### Kutipan Pilihan:
------------------------------
Tuesday, May 27, 2008

The Rise and Fall of Soehartonomic (3)
Pondasi Rapuh, Ekonomi Runtuh

Oleh Anif Punto Utomo

Soeharto, penguasa republik ini selama lebih dari tiga dekade, harus membungkuk mendantangani kesepakatan dengan IMF dihadapan Direktur Pelaksana IMF Michael Camdessus yang berdiri angkuh sembari bersedekap. Itulah upaya penyelematan ekonomi Indonesia yang jatuh terpuruk akibat krisis keuangan yang menimpa kawasan Asia.

Peristiwa tersebut sekaligus menandakan bahwa ekonomi Orde Baru telah ambruk. Julukan Macan Asia Baru rupanya hanya hirupan sesaat saja, ketika terbukti bahwa pereknomian yang dibangun dengan susah payah sejak Soeharto memegang tampuk kekuasaan itu, seolah tidak ada artinya lagi.

Lihatlah perekonomian yang diwariskan Soeharto: pertumbuhan ekonomi -13,1 persen (dari sebelumnya rata-rata 6-7 persen), inflasi 58,5 persen (6-8 persen), kurs dolar Rp 10.100 (Rp 2.400), suku bunga 70 persen (10-14 persen), rasio utang terhadap PDB 74,1 persen (24,3 persen). Pendaptan per kapita 610 dolar (1.100 dolar) .Tercatat 20 juta orang kehilangan pekerjaan. Ekonomi limbung.

Krisis keuangan itu diawali dari Thailand pada 2 Juli 1997. Bath terupuk 25 persen. Korea kemudian menyusul dengan merosotnya won. Tapi pemerintah saat itu ‘PD’ dengan mengatakan bahwa fundamental ekonomi amsih kuat, krisis tak akan terjadi. Tak lama kemudian perekonomian kita justru terhempas paling keras.

Runtuhnya perekonomian jelas lantaran fundamental ekonomi kita yang keropos, rapuh. Pertumbuhan ekonomi memang terjadi, tetapi hanya dinikmati mereka yang ditataran atas, rakyat hanya kebagian kue yang sangat kecil. Perusahaan besar diberi berbagai kemudahan, sehingga mereka tumbuh meninggalkan masyarakat kebanyakan.

Selama Orde Baru berkuasa, perekonomian dibangun berdasarkan konsep trickle down effect (menetes ke bawah). Artinya, kue ekonomi diberikan dulu kepada perusahaan besar, baru kemudian kekayaan itu menetes ke bawah untuk kalangan masyarakat. Tak heran, begitu banyak kemudahan yang diberikan kepada usaha besar untuk mengembangkan usahanya.

Dalam prakteknya, yang terjadi adalah munculnya pemburu rente (rent seeker). Mereka, menurut definisi Yoshihara Kunio dalam buku “Kapitalisme Semu Asia Tenggara’ adalah para kapitalis yang menjalin hubungan dengan pemerintah demi keuntungan bisnis. Ada juga yang mengistilahkan strategi tersebut dengan kroni kapitalisme (crony capitalism).
------------------------------
### Latihan:
Menurut artikel tentang runtuhnya ekonomi Orde Baru, krisis keuangan itu diawali di negara mana dan pada tanggal berapa?

### Baris yang Disediakan:
------------------------------
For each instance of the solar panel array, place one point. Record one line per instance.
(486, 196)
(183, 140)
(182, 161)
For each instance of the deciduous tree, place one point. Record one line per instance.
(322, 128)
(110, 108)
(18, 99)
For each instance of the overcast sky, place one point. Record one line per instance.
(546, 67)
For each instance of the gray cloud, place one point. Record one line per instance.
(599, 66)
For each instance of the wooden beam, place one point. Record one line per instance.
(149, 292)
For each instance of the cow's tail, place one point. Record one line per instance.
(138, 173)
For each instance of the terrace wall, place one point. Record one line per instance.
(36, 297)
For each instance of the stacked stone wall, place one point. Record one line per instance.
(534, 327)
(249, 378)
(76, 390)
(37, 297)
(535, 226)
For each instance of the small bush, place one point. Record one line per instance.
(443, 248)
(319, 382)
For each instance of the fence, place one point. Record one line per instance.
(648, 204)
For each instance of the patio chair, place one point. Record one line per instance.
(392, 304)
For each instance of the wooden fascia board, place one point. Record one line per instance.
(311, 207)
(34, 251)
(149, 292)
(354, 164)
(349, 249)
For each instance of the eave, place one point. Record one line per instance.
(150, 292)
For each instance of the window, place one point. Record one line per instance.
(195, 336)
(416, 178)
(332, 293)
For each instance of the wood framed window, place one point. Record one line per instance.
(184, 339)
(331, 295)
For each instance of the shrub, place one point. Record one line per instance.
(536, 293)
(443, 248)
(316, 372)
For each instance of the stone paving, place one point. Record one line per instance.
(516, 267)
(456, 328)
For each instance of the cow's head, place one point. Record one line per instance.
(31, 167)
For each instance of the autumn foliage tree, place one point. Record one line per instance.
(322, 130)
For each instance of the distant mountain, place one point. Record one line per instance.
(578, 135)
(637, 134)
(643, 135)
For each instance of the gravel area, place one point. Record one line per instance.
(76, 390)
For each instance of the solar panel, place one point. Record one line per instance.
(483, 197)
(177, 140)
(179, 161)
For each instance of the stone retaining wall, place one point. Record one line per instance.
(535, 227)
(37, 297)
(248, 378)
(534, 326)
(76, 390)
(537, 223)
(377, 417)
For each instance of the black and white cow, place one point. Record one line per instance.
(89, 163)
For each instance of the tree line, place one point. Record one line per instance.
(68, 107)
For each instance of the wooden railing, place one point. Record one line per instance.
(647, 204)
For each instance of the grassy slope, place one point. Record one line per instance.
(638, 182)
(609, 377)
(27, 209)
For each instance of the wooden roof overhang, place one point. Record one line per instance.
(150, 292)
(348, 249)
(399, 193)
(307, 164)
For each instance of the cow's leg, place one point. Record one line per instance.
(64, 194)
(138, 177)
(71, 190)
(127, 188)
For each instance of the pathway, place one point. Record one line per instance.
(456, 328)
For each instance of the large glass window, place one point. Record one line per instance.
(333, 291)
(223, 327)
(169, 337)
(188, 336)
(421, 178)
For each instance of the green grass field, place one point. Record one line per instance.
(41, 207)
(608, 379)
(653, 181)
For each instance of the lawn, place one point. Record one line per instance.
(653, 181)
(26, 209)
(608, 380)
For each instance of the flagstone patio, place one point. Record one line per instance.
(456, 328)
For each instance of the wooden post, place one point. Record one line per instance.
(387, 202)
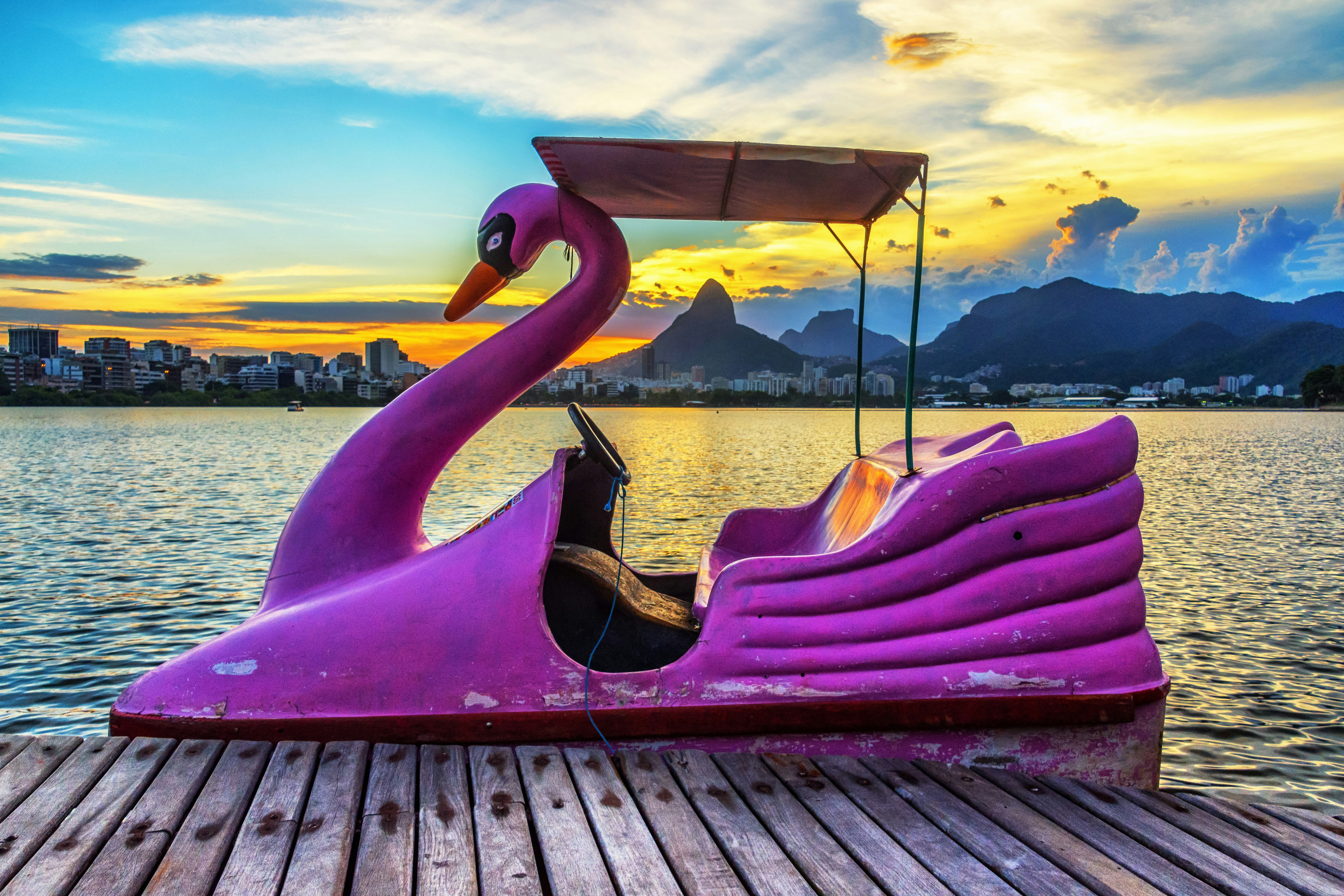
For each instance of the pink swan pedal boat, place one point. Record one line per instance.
(986, 610)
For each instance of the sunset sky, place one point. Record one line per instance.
(307, 177)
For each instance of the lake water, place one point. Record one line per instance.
(131, 535)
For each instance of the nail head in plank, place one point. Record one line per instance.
(200, 850)
(987, 842)
(571, 854)
(385, 864)
(1314, 823)
(322, 850)
(876, 852)
(1169, 842)
(30, 825)
(503, 840)
(1287, 838)
(632, 855)
(26, 772)
(131, 855)
(447, 854)
(697, 860)
(821, 859)
(962, 872)
(1101, 874)
(1093, 831)
(760, 863)
(62, 859)
(1233, 842)
(11, 746)
(256, 866)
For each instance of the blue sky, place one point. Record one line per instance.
(326, 163)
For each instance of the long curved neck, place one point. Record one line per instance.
(364, 510)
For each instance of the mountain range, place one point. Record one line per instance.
(1068, 331)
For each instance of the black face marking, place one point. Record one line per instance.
(494, 244)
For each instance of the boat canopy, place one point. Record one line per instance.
(710, 181)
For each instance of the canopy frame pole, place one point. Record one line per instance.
(864, 285)
(915, 326)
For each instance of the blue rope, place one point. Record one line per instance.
(620, 563)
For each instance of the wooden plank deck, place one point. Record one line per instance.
(110, 817)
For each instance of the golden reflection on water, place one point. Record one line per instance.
(136, 534)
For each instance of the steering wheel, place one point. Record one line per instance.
(597, 445)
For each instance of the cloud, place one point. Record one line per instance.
(99, 202)
(186, 280)
(1257, 261)
(61, 267)
(924, 50)
(1088, 238)
(1151, 275)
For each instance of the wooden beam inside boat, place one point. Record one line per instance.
(107, 816)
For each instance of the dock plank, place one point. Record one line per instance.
(960, 872)
(26, 772)
(822, 860)
(24, 832)
(571, 854)
(1233, 842)
(385, 863)
(759, 862)
(1101, 874)
(697, 860)
(1169, 842)
(321, 862)
(1093, 831)
(132, 854)
(632, 855)
(447, 855)
(11, 746)
(873, 848)
(1314, 823)
(198, 852)
(503, 840)
(987, 842)
(1280, 834)
(261, 851)
(68, 852)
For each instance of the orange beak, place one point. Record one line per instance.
(483, 283)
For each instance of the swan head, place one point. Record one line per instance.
(521, 224)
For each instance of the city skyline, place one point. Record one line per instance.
(241, 179)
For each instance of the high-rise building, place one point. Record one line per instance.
(108, 346)
(381, 359)
(34, 340)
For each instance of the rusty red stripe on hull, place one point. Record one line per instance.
(665, 722)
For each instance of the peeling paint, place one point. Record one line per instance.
(480, 700)
(1009, 682)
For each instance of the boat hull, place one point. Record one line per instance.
(1112, 739)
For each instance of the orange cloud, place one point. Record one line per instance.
(924, 50)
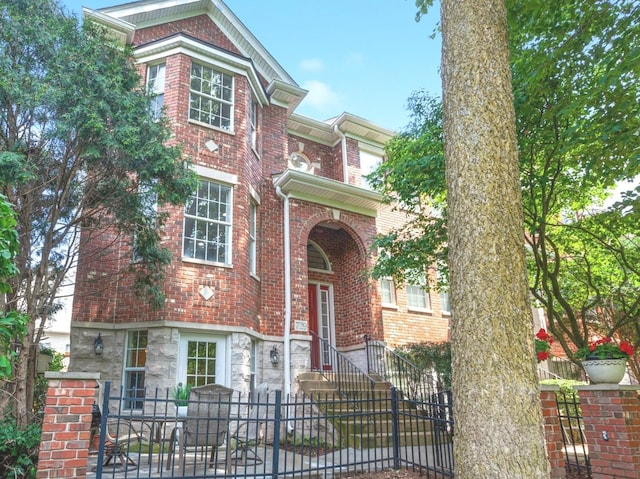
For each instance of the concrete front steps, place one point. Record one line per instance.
(364, 418)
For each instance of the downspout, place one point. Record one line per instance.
(287, 294)
(343, 145)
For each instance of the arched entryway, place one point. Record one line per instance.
(338, 296)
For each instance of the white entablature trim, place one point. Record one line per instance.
(217, 175)
(204, 53)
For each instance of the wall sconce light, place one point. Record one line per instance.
(98, 345)
(212, 146)
(274, 356)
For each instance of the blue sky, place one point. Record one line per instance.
(364, 57)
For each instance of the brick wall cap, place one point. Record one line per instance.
(608, 387)
(549, 387)
(70, 375)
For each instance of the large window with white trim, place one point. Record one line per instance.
(211, 97)
(135, 361)
(387, 292)
(201, 360)
(207, 223)
(155, 87)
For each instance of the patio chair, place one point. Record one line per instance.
(249, 432)
(206, 424)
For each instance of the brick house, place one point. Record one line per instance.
(272, 250)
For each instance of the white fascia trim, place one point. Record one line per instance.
(217, 175)
(122, 30)
(254, 43)
(371, 148)
(180, 44)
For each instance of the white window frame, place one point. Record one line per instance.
(418, 290)
(227, 224)
(155, 86)
(253, 123)
(222, 353)
(368, 163)
(444, 300)
(128, 402)
(222, 119)
(149, 205)
(387, 284)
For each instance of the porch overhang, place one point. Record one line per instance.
(327, 192)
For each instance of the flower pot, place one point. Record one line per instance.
(605, 371)
(181, 411)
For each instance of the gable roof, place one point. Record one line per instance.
(123, 20)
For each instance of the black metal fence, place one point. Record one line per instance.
(575, 443)
(345, 376)
(227, 435)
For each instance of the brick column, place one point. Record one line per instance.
(611, 415)
(552, 431)
(64, 447)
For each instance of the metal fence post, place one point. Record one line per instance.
(103, 428)
(277, 422)
(395, 429)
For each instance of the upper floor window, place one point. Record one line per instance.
(211, 97)
(445, 306)
(387, 292)
(253, 123)
(368, 163)
(155, 87)
(418, 296)
(207, 223)
(149, 210)
(253, 231)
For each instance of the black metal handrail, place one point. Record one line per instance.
(348, 379)
(414, 383)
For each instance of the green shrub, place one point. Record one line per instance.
(18, 449)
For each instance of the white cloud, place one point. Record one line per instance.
(312, 65)
(355, 58)
(321, 97)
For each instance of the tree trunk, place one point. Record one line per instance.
(498, 420)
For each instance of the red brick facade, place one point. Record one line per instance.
(612, 426)
(64, 451)
(338, 216)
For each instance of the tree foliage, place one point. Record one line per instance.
(79, 147)
(576, 80)
(12, 323)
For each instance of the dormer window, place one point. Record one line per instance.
(211, 97)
------------------------------
### Hasil Latihan:
Di Thailand, pada 2 Juli 1997.